_Instruction 1_
Reproduce the court passage on the appellant's appointment word for word, in full.

_Document passage_
>> START
2. The Appellant had filed a petition under Article 226 of the Constitution for quashing an order dated 10.3.1960 and had prayed for a consequential order also in the nature of a mandamus. Information of the impugned order (Annexure 'C' to the petition), given to the petitioner, reads as follows:
The Union Public Service Commission have in pursuance of Rule 5 of the Central Information Service Rules, 1959, recommended Shri P.B. Roy, at present officiating as Editor in the Publications Division, for appointment, in a substantive capacity, to Grade 3 of the service at its initial Constitution. Shri Roy is informed that the President has been pleased to post him as an Assistant Editor in the Publications Division with immediate effect.
3. Those relevant facts, preceding and following the impugned order, which are admitted by both sides may now be mentioned.
4. In 1955, the post of Editor, Publications Division, in the Department of Information and Broadcasting of the Government of India (hereinafter referred to as 'the Department'), was advertised. The appellant, who had applied for the post, was selected by the Union Public Service. Commission, and, on its recommendation, was offered a temporary post of Editor in the Publications Division of the Department on an initial salary of Rs. 720 per month in the scale of Rs. 720-40-1000 together with the usual allowances. The material terms and conditions of this employment were:
(1) The post is to be gazetted Class I;
(2) The temporary post was sanctioned upto 28.2.1957 but was likely to continue;
(3) Shri Roy (the Appellant) will be governed by the Central Civil Services (Temporary Service Rules) and other Rules applicable to temporary Govt. servants of his category;
(4) He was to be on probation for 6 months which may be extended at the discretion of the appointing authority.
5. The Appellant had reported for duty on 1st August, 1956, as directed. On 27.3.1957, the Appellant's probation was extended by three months. Immediately thereafter, on 28.3.57, the Appellant's services were terminated under Rule 5 of the Central Civil Services (Temporary Service) Rules 1949, (Annexure 'D' to the Rejoinder Affidavit of 20th February, 1964). On 5.3.1957, the Appellant made a representation against this termination of his service (Annexure 'B' to the Rejoinder Affidavit). On 27.4.1957, in response to this representation, the above-mentioned termination to the Appellant's service was rescinded (Annexure 'F' to the Rejoinder Affidavit). On 28.4.1958, the President was pleased to terminate the probationary period of the Appellant and permitted him to continue in his post in a temporary capacity (Annexure 'B' to the Affidavit supporting the Petition)
>> END
_Data to process_
>> START
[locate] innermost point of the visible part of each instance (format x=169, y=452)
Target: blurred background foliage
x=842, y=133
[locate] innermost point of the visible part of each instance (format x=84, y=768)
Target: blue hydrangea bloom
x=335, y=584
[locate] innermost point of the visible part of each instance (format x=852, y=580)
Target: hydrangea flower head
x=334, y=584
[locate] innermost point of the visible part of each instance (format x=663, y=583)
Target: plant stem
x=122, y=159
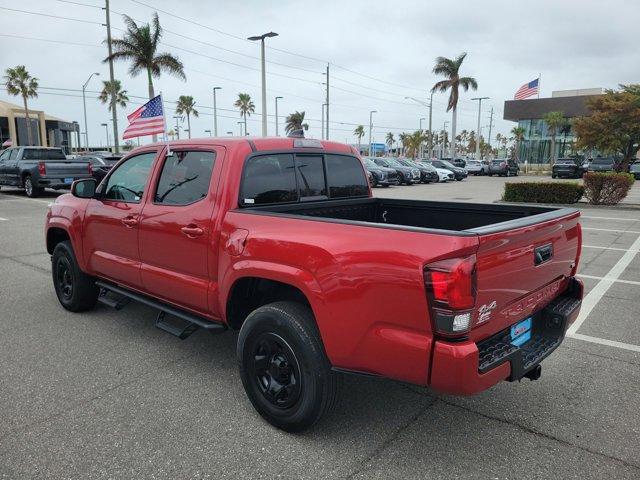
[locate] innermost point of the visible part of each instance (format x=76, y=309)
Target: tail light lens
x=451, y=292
>> END
>> START
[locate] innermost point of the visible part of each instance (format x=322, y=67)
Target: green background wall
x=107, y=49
>> END
>> START
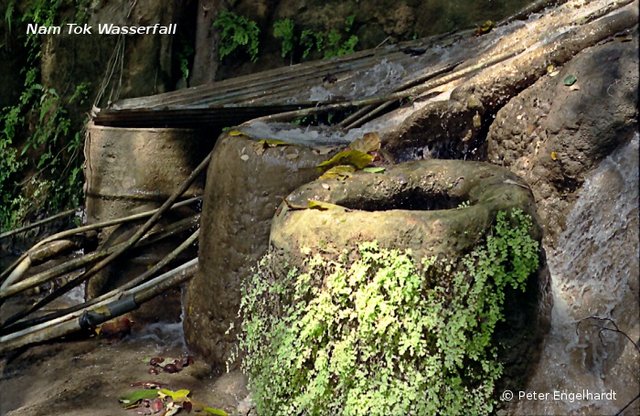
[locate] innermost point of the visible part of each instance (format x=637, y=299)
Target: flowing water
>> END
_Instruction 2_
In the records, take the lines between the one holding "(format x=76, y=309)" and the one holding "x=451, y=292", inclusive, and write them out again with "tail light lens" changed to "rear reflector" and nothing else altered. Give only those lines.

_Written reply 1_
2. The Appellant had filed a petition under Article 226 of the Constitution for quashing an order dated 10.3.1960 and had prayed for a consequential order also in the nature of a mandamus. Information of the impugned order (Annexure 'C' to the petition), given to the petitioner, reads as follows:
The Union Public Service Commission have in pursuance of Rule 5 of the Central Information Service Rules, 1959, recommended Shri P.B. Roy, at present officiating as Editor in the Publications Division, for appointment, in a substantive capacity, to Grade 3 of the service at its initial Constitution. Shri Roy is informed that the President has been pleased to post him as an Assistant Editor in the Publications Division with immediate effect.
3. Those relevant facts, preceding and following the impugned order, which are admitted by both sides may now be mentioned.
4. In 1955, the post of Editor, Publications Division, in the Department of Information and Broadcasting of the Government of India (hereinafter referred to as 'the Department'), was advertised. The appellant, who had applied for the post, was selected by the Union Public Service. Commission, and, on its recommendation, was offered a temporary post of Editor in the Publications Division of the Department on an initial salary of Rs. 720 per month in the scale of Rs. 720-40-1000 together with the usual allowances. The material terms and conditions of this employment were:
(1) The post is to be gazetted Class I;
(2) The temporary post was sanctioned upto 28.2.1957 but was likely to continue;
(3) Shri Roy (the Appellant) will be governed by the Central Civil Services (Temporary Service Rules) and other Rules applicable to temporary Govt. servants of his category;
(4) He was to be on probation for 6 months which may be extended at the discretion of the appointing authority.
5. The Appellant had reported for duty on 1st August, 1956, as directed. On 27.3.1957, the Appellant's probation was extended by three months. Immediately thereafter, on 28.3.57, the Appellant's services were terminated under Rule 5 of the Central Civil Services (Temporary Service) Rules 1949, (Annexure 'D' to the Rejoinder Affidavit of 20th February, 1964). On 5.3.1957, the Appellant made a representation against this termination of his service (Annexure 'B' to the Rejoinder Affidavit). On 27.4.1957, in response to this representation, the above-mentioned termination to the Appellant's service was rescinded (Annexure 'F' to the Rejoinder Affidavit). On 28.4.1958, the President was pleased to terminate the probationary period of the Appellant and permitted him to continue in his post in a temporary capacity (Annexure 'B' to the Affidavit supporting the Petition)

_Written reply 2_
[locate] innermost point of the visible part of each instance (format x=76, y=309)
Target: rear reflector
x=451, y=292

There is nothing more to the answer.